§ **Directive**:
Please arrange the data below as a Markdown table with two columns, Row and Line, numbering each line and leaving out any blank lines.

§ **Dataset excerpts**:
==================================================
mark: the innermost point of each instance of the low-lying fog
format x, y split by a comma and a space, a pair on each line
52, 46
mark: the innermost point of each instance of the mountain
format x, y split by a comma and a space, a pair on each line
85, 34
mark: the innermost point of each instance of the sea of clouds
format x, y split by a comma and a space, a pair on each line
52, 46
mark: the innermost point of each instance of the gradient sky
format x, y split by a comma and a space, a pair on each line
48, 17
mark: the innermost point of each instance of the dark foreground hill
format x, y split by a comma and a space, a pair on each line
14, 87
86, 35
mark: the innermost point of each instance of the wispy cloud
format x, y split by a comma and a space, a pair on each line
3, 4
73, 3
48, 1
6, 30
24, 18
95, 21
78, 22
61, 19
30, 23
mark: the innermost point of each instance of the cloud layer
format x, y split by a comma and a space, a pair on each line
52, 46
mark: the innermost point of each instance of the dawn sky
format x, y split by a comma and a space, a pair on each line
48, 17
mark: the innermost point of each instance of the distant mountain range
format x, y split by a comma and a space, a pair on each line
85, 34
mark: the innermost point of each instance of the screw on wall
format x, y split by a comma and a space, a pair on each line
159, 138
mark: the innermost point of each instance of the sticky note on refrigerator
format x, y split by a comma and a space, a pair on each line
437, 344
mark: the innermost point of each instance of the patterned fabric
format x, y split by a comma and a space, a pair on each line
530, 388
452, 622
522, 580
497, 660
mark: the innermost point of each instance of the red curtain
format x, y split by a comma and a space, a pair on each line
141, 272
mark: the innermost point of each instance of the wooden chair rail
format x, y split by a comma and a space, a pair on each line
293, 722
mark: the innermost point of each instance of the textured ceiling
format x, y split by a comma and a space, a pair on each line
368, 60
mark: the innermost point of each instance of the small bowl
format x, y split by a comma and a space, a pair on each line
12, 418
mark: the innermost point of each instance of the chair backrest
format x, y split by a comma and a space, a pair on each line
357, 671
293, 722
==================================================
§ **Completed task**:
| Row | Line |
|---|---|
| 1 | mark: the innermost point of each instance of the low-lying fog |
| 2 | format x, y split by a comma and a space, a pair on each line |
| 3 | 52, 46 |
| 4 | mark: the innermost point of each instance of the mountain |
| 5 | format x, y split by a comma and a space, a pair on each line |
| 6 | 85, 34 |
| 7 | mark: the innermost point of each instance of the sea of clouds |
| 8 | format x, y split by a comma and a space, a pair on each line |
| 9 | 52, 46 |
| 10 | mark: the innermost point of each instance of the gradient sky |
| 11 | format x, y split by a comma and a space, a pair on each line |
| 12 | 48, 17 |
| 13 | mark: the innermost point of each instance of the dark foreground hill |
| 14 | format x, y split by a comma and a space, a pair on each line |
| 15 | 14, 87 |
| 16 | 86, 35 |
| 17 | mark: the innermost point of each instance of the wispy cloud |
| 18 | format x, y split by a comma and a space, a pair on each line |
| 19 | 3, 4 |
| 20 | 73, 3 |
| 21 | 48, 1 |
| 22 | 6, 30 |
| 23 | 24, 18 |
| 24 | 95, 21 |
| 25 | 78, 22 |
| 26 | 61, 19 |
| 27 | 30, 23 |
| 28 | mark: the innermost point of each instance of the cloud layer |
| 29 | format x, y split by a comma and a space, a pair on each line |
| 30 | 52, 46 |
| 31 | mark: the innermost point of each instance of the dawn sky |
| 32 | format x, y split by a comma and a space, a pair on each line |
| 33 | 48, 17 |
| 34 | mark: the innermost point of each instance of the distant mountain range |
| 35 | format x, y split by a comma and a space, a pair on each line |
| 36 | 85, 34 |
| 37 | mark: the innermost point of each instance of the screw on wall |
| 38 | format x, y split by a comma and a space, a pair on each line |
| 39 | 159, 138 |
| 40 | mark: the innermost point of each instance of the sticky note on refrigerator |
| 41 | format x, y split by a comma and a space, a pair on each line |
| 42 | 437, 344 |
| 43 | mark: the innermost point of each instance of the patterned fabric |
| 44 | format x, y split by a comma and a space, a pair on each line |
| 45 | 530, 388 |
| 46 | 452, 622 |
| 47 | 522, 580 |
| 48 | 497, 660 |
| 49 | mark: the innermost point of each instance of the red curtain |
| 50 | format x, y split by a comma and a space, a pair on each line |
| 51 | 141, 272 |
| 52 | mark: the innermost point of each instance of the wooden chair rail |
| 53 | format x, y split by a comma and a space, a pair on each line |
| 54 | 293, 722 |
| 55 | mark: the innermost point of each instance of the textured ceiling |
| 56 | format x, y split by a comma and a space, a pair on each line |
| 57 | 368, 60 |
| 58 | mark: the innermost point of each instance of the small bowl |
| 59 | format x, y split by a comma and a space, a pair on each line |
| 60 | 12, 418 |
| 61 | mark: the innermost point of each instance of the chair backrest |
| 62 | format x, y split by a comma and a space, a pair on each line |
| 63 | 357, 671 |
| 64 | 293, 722 |